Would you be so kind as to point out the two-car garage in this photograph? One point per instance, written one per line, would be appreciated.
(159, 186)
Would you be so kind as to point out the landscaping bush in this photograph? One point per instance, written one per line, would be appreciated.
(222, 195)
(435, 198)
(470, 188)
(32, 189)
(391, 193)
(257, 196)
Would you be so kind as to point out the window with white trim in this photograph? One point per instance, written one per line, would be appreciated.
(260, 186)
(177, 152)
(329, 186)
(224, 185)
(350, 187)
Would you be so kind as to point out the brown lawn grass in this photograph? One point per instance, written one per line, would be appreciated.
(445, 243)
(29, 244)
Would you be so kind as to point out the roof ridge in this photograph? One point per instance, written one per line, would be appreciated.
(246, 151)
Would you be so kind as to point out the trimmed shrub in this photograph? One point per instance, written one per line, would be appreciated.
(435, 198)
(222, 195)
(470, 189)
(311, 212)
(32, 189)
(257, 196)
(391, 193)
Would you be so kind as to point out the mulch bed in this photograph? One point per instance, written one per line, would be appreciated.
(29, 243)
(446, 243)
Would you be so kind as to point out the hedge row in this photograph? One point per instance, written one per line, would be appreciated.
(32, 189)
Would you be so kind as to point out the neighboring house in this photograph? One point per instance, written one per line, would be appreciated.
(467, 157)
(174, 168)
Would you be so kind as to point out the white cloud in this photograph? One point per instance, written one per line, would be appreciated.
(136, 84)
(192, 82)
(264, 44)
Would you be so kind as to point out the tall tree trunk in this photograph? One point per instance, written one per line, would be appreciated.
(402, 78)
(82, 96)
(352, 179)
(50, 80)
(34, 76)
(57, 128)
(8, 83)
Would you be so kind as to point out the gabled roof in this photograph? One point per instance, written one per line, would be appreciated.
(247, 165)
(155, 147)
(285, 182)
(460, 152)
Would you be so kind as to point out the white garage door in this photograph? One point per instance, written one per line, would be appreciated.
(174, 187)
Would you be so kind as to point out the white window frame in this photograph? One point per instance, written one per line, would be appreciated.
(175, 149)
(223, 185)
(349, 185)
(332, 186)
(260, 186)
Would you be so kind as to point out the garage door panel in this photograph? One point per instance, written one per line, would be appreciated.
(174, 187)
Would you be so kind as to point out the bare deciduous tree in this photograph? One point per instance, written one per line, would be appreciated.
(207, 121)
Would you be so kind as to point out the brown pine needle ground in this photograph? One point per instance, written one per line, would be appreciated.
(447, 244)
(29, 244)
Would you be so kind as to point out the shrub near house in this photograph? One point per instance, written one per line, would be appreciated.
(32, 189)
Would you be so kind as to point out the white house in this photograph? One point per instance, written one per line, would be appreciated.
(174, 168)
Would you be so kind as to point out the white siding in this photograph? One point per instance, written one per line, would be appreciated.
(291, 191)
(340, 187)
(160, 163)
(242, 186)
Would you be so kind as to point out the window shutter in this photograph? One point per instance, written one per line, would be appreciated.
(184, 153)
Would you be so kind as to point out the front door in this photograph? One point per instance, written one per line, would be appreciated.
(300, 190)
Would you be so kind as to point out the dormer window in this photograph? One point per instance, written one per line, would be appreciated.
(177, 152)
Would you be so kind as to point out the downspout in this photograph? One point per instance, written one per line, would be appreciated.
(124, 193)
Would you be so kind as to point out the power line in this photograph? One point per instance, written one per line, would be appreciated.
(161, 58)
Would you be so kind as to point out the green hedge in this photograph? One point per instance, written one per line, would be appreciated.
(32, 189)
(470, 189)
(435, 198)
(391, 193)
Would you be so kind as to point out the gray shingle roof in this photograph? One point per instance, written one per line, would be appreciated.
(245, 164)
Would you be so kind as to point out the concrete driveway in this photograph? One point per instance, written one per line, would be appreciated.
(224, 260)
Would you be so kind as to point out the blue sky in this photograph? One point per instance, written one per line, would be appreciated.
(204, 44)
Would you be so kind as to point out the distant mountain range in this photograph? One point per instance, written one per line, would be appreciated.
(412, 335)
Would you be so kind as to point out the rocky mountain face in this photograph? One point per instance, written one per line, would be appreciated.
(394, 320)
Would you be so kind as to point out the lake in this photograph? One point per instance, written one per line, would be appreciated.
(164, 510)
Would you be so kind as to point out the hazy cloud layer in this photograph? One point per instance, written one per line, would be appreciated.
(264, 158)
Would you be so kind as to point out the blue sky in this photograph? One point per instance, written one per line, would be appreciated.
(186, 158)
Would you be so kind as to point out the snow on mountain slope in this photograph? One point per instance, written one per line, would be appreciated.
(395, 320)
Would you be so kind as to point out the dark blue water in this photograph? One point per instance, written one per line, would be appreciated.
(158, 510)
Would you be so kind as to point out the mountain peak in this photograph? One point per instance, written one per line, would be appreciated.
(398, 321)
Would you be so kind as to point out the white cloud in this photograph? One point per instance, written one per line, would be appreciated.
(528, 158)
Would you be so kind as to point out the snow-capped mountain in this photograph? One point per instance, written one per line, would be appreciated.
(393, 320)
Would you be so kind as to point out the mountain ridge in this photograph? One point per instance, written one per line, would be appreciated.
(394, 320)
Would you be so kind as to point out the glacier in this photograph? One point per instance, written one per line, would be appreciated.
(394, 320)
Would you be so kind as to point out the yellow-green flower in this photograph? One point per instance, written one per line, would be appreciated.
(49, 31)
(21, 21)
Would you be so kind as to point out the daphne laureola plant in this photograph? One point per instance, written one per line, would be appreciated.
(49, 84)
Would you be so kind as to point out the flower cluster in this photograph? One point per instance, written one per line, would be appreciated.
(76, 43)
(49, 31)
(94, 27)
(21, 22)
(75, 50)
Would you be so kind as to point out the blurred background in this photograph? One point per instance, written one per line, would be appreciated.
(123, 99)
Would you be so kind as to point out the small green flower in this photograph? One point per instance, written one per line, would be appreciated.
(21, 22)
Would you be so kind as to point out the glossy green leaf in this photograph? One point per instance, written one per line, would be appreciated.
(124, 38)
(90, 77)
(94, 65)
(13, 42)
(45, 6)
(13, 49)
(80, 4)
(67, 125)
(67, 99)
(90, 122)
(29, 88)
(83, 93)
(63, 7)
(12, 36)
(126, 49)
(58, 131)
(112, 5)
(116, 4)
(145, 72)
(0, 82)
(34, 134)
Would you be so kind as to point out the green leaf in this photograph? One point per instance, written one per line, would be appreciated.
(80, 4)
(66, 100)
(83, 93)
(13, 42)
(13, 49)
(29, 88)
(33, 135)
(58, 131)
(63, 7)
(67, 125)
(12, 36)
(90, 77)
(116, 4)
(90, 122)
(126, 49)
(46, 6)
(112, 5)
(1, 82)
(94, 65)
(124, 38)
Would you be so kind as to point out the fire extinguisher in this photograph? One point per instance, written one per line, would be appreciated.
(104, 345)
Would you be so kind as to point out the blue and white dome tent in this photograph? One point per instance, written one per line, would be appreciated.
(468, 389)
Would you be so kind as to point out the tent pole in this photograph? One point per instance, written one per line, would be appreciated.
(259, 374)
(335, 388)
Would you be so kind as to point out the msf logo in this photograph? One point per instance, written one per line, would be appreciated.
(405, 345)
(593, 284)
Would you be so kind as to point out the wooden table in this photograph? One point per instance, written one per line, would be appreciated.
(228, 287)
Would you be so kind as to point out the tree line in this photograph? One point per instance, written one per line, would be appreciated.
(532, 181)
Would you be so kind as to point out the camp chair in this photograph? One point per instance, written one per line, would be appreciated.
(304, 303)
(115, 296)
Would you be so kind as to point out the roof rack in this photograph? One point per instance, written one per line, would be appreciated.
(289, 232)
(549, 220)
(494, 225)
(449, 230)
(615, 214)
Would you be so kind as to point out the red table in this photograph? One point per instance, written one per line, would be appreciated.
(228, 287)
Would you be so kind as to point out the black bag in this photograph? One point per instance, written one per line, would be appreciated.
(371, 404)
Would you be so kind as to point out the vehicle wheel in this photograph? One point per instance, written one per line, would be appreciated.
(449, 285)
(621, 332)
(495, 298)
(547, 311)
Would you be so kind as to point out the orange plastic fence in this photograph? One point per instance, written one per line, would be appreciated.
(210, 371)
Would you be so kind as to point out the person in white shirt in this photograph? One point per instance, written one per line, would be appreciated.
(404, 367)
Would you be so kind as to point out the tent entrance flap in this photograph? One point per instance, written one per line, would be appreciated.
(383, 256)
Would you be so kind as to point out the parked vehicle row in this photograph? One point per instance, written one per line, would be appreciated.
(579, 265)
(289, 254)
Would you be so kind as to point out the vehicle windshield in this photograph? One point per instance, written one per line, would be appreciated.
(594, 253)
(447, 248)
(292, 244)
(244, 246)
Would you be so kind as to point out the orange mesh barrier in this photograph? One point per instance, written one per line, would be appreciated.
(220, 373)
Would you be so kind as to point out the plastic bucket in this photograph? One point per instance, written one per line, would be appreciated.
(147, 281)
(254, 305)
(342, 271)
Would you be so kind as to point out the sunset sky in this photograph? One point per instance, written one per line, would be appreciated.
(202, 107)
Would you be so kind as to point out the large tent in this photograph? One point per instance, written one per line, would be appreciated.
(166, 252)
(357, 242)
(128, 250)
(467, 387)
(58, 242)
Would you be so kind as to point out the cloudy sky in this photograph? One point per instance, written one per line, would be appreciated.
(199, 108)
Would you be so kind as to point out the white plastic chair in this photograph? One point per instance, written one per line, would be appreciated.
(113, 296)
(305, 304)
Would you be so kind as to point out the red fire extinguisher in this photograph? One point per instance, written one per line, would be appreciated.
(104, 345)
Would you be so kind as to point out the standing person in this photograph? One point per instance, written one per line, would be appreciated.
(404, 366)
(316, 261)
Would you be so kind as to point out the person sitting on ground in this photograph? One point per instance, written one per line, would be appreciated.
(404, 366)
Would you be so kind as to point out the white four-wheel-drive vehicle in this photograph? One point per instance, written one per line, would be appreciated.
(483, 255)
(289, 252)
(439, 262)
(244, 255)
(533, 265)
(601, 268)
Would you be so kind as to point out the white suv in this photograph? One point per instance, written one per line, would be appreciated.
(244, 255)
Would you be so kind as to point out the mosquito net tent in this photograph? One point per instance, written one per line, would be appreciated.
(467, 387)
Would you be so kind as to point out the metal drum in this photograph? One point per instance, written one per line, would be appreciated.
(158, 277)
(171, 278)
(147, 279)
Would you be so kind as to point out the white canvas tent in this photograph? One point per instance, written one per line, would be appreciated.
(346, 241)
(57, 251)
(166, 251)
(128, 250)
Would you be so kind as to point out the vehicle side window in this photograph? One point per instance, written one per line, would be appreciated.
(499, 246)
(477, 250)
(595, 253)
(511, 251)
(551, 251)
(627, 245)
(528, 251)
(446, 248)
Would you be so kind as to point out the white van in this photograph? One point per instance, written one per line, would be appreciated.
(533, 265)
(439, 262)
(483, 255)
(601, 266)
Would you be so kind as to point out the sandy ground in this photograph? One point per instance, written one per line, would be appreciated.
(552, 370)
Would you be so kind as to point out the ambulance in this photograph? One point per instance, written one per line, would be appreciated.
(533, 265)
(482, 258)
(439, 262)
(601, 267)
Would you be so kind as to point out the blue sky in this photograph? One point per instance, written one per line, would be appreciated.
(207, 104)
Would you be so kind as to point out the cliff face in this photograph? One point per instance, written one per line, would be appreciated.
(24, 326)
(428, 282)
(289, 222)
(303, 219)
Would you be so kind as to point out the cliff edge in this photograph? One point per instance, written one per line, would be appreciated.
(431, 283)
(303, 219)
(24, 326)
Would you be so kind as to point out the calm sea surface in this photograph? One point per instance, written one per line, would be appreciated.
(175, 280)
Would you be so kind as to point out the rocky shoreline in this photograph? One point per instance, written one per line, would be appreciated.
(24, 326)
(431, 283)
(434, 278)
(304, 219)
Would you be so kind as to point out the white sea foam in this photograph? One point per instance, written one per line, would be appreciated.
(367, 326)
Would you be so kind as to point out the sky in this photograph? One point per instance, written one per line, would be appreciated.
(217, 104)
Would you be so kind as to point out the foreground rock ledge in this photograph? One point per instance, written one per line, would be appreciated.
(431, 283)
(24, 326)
-.-.-
■ What you should do
Print each line, starting with the one that contains "Would you be so kind as to point out the sky" and ending with the last line of the data, exactly as it stands and with no other lines.

■ Response
Would you be so kind as to point out the sky in this photograph? One point per instance, written one per line, would be appreciated.
(217, 104)
Would you be so kind as to point out the foreground rock ledge in this photograph? One point per instance, written one per line, would be appreciated.
(431, 283)
(24, 326)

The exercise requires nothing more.